Selected text>
§

I hesitate before entering the debate about the Israeli action in Gaza. But I wanted to share a powerful interview with Israeli Prime Minister Ehud Olmert, which took place last autumn and I haven’t seen referred to elsewhere.
In both its content and tone, the interview is the most committed statement about the need for peace and a fair settlement with Palestine that any Israeli leader has made in recent times. The interview is worth reading in full but here are a couple of quotes:
‘ We have a window of opportunity…in which to take an historic step in our relations with Palestine and a historic step in our relations with Syria’
‘ We must make these decisions, and yet we are not prepared to say to ourselves ‘yes, this is what we must do’ We must reach an agreement with the Palestinians, meaning a withdrawal from nearly all, if not all, the occupied territories….including Jerusalem’
To those who defend the Gaza invasion, Olmert’s words underline the Israeli Government’s ultimate objective of a fair peace; smashing Hamas as an offensive force is not the abandonment of that objective, it is a means to its end.

§

Directive 1>
Name every place the post on the Olmert interview mentions by its proper name.
Directive 2>
Continue the post on the Olmert interview from its last sentence.
The items after this point have no connection to the post on the Olmert interview.

Entries shown>
§

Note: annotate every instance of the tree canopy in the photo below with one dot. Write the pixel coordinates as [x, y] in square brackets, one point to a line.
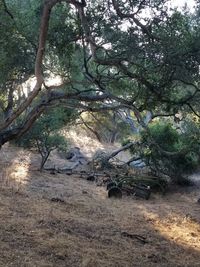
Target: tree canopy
[137, 55]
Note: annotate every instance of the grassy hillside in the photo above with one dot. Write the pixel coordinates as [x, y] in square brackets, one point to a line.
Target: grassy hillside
[87, 229]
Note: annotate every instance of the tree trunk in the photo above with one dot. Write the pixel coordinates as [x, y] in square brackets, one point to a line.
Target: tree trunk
[44, 159]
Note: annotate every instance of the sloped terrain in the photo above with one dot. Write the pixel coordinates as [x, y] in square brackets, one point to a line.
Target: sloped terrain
[59, 220]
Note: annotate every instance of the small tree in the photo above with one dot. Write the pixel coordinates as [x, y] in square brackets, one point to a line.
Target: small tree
[44, 134]
[172, 152]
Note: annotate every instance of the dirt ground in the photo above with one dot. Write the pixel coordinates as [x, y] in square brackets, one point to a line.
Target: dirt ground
[88, 229]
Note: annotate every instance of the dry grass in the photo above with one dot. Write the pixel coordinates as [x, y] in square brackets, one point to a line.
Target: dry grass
[85, 231]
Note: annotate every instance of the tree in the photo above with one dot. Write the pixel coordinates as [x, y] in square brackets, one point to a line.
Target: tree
[44, 134]
[152, 65]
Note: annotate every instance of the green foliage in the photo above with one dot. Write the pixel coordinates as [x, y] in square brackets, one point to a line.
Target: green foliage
[44, 135]
[169, 151]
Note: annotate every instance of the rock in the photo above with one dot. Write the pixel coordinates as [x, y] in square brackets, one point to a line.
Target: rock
[91, 178]
[115, 192]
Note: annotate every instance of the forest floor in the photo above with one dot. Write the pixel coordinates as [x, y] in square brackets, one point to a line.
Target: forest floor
[87, 229]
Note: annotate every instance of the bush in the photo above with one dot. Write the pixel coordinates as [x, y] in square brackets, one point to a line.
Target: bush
[171, 152]
[44, 135]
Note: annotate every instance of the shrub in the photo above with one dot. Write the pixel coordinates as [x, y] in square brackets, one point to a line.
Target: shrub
[171, 152]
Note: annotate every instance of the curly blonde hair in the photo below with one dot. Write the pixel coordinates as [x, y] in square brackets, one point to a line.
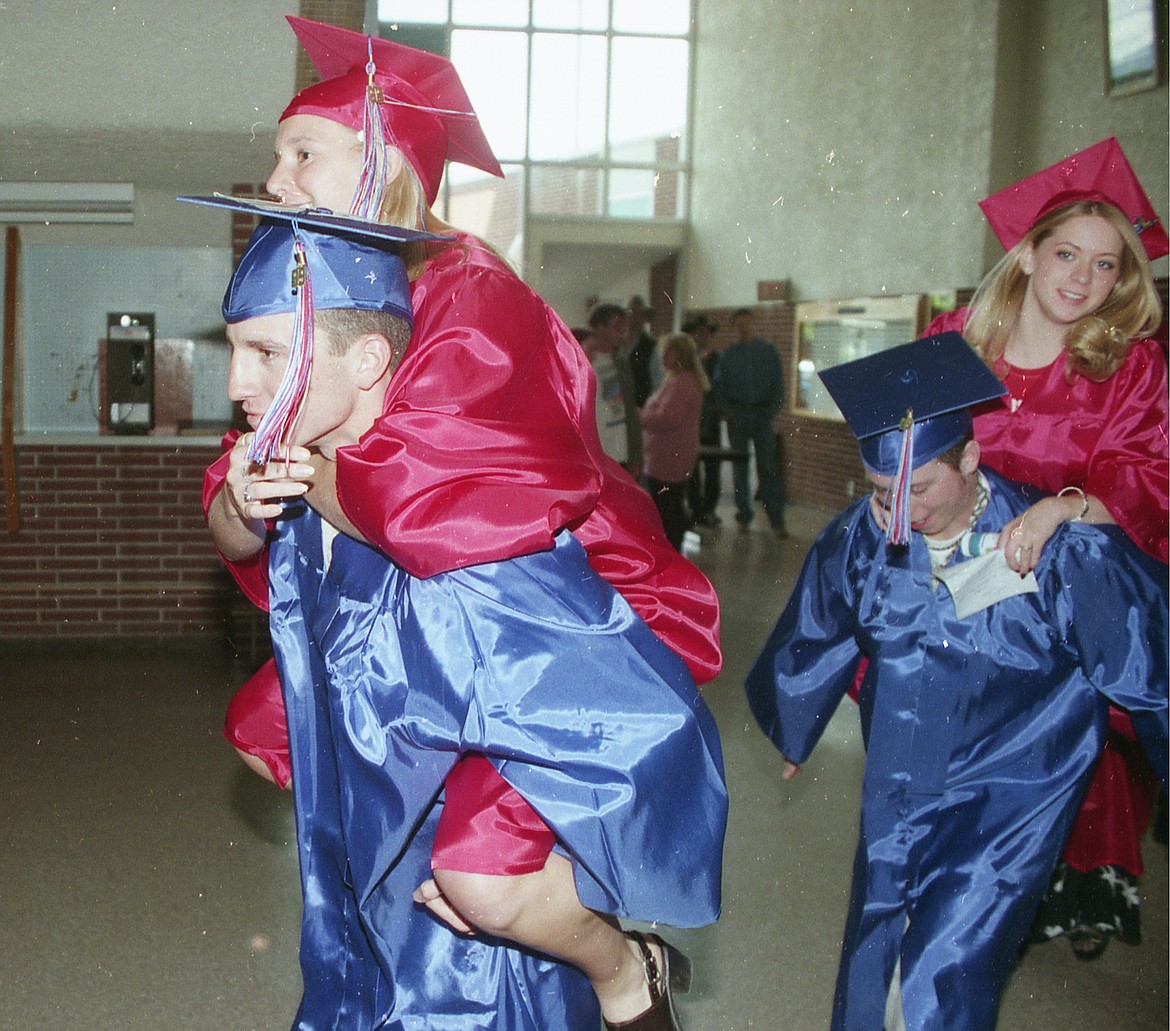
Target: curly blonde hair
[685, 346]
[1096, 344]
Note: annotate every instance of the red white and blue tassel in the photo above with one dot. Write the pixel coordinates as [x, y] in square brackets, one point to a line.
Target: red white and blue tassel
[274, 433]
[897, 496]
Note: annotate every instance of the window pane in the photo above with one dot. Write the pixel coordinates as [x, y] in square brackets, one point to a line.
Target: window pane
[564, 190]
[644, 193]
[568, 117]
[490, 12]
[589, 14]
[652, 16]
[494, 69]
[429, 12]
[489, 207]
[648, 94]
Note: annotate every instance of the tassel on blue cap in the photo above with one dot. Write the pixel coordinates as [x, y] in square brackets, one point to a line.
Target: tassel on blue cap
[897, 494]
[372, 184]
[274, 433]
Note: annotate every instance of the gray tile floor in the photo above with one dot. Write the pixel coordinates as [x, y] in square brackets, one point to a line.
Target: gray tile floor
[146, 881]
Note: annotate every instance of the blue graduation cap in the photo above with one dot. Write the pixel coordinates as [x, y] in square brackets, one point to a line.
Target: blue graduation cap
[296, 262]
[907, 405]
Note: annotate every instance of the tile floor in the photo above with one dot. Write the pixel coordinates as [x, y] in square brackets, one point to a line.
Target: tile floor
[146, 881]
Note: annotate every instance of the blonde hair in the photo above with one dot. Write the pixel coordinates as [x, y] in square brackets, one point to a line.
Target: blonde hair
[685, 346]
[403, 204]
[1096, 344]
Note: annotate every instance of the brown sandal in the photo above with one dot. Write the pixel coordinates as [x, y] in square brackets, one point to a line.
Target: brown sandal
[674, 976]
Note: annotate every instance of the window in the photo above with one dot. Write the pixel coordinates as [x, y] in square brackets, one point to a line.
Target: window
[830, 332]
[589, 115]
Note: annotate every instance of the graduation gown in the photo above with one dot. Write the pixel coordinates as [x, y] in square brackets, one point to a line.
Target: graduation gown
[979, 736]
[1110, 440]
[387, 678]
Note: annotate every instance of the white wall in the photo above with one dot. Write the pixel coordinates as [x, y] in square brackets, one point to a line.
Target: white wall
[844, 145]
[68, 291]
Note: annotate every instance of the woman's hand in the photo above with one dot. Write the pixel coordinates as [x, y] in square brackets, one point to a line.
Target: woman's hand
[256, 492]
[252, 494]
[1024, 537]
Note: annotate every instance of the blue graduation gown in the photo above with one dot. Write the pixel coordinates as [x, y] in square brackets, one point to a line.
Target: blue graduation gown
[979, 736]
[542, 666]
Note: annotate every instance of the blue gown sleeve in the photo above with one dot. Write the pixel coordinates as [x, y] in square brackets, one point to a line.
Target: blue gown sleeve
[1123, 645]
[811, 657]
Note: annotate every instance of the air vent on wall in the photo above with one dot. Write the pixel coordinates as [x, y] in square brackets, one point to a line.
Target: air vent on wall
[67, 203]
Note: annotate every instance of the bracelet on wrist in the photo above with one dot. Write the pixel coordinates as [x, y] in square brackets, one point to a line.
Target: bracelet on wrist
[1085, 501]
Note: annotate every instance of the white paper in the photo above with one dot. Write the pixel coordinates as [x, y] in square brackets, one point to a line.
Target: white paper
[981, 582]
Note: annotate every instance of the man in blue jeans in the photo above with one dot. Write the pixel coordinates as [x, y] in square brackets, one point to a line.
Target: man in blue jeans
[749, 389]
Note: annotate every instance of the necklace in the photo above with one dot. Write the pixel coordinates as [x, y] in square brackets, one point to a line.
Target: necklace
[942, 551]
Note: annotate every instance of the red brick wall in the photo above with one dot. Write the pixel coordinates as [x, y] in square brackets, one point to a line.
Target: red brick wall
[818, 456]
[112, 544]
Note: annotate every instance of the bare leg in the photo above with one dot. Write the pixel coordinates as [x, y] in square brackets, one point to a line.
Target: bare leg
[541, 911]
[259, 767]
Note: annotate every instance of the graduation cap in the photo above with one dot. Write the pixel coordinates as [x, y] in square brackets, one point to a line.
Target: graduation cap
[1100, 173]
[391, 93]
[300, 261]
[907, 405]
[699, 322]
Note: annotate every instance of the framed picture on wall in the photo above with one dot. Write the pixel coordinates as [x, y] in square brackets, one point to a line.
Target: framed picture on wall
[1133, 31]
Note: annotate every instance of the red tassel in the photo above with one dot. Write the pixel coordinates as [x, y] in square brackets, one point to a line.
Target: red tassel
[274, 434]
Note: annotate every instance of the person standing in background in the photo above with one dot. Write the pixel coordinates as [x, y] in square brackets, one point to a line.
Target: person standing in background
[704, 488]
[749, 389]
[1067, 321]
[670, 432]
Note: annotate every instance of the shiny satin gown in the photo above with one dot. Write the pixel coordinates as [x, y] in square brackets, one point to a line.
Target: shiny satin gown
[387, 678]
[979, 733]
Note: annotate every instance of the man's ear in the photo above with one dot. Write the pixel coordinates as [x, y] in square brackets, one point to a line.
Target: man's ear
[969, 461]
[376, 356]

§

Exercise result 1>
Gaza, Palestine, Syria, Jerusalem

Exercise result 2>
And yet, as anyone with insight into the plight of the Palestinians has pointed out, the Gaza action will drive Palestinian and wider Arab opinion away from the quest for a negotiated solution. And, let us be clear, the justification the Israelis are giving for their disproportionate action with its inevitable impact on the innocent is indistinguishable from that which will be offered by the perpetrators of the next major terrorist outrage in Europe or America. The difference in the accounts will only be over ‘who started it’, an impossible question for the Middle East conflict, an unhelpful question in any conflict from the playground to relationship breakdown, and a question that philosophers tell us is unanswerable.
So Palestinians and Israelis continue to suffer from the Catch 22 that leaders on neither side feel they have the legitimacy to negotiate peace until they prove themselves through acts of aggression which make it impossible for the other side to negotiate.
The deficit most obviously is leadership. But also it is faith in the long term. As we know from behavioural economics, human begins are bad at the long term. An Israeli friend says that the problem on both sides of the conflict is that the combination of past pain and weak government means there is simply no faith in the future. Bringing the future into the present is the key to progress in the Middle East; it is the duty and definition of leadership.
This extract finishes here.